REQUIREMENT: In the triatomic molecule text below, rewrite the paragraph that begins "Let’s now analyse the force" as a brief bulleted list that keeps its main facts.
[[ STUDY TEXT open ]]
Oscillations of a triatomic molecule

Since the oscillation is small, we can assume the center of mass is always in the middle. Let the displacement of the middle charge from the equilibrium position be $y$ , then the displacements of two charges at the two ends are $-\frac{1}{2}y$ .

Let’s now analyse the force experienced by the middle charge. It experiences four forces, two are the repulsive forces from the charges at the two ends, two are the tensile forces due to the rods.

Assume the line joining the middle charge and the charge at the end makes an angle of $\theta$ with the horizontal. The electrostatic repulsion is $\frac{kq^2}{l^2}$ . Let the tensile force be $F$ .

Since the rod is rigid, the acceleration at the two ends of a rod along the direction of the rod must be the same.

The acceleration of the middle charge along the direction of one rod is $\frac{kq^2}{l^2}-F-(\frac{kq^2}{l^2}-F)\cos 2\theta$ .

Since the oscillation is very small, $\cos2 \theta \approx 1$ . Hence the aaceleration of the middle charge along the direction of one rod $\approx 0$ .
[[ STUDY TEXT closed ]]
[[ EXERCISE DATA open ]]
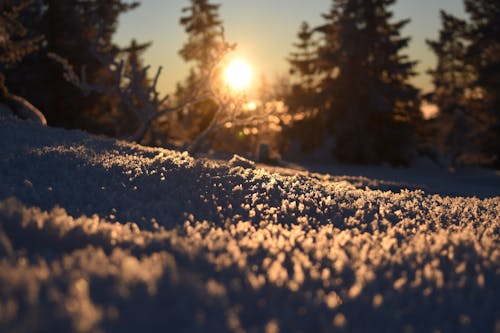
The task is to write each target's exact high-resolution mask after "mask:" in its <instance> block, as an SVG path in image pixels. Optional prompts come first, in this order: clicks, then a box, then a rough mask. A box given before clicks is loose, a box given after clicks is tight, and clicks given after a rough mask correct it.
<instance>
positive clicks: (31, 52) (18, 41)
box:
[[ EXERCISE DATA closed ]]
EXERCISE OUTPUT:
- The middle charge experiences four forces.
- Two are repulsive forces from the charges at the two ends.
- Two are tensile forces due to the rods.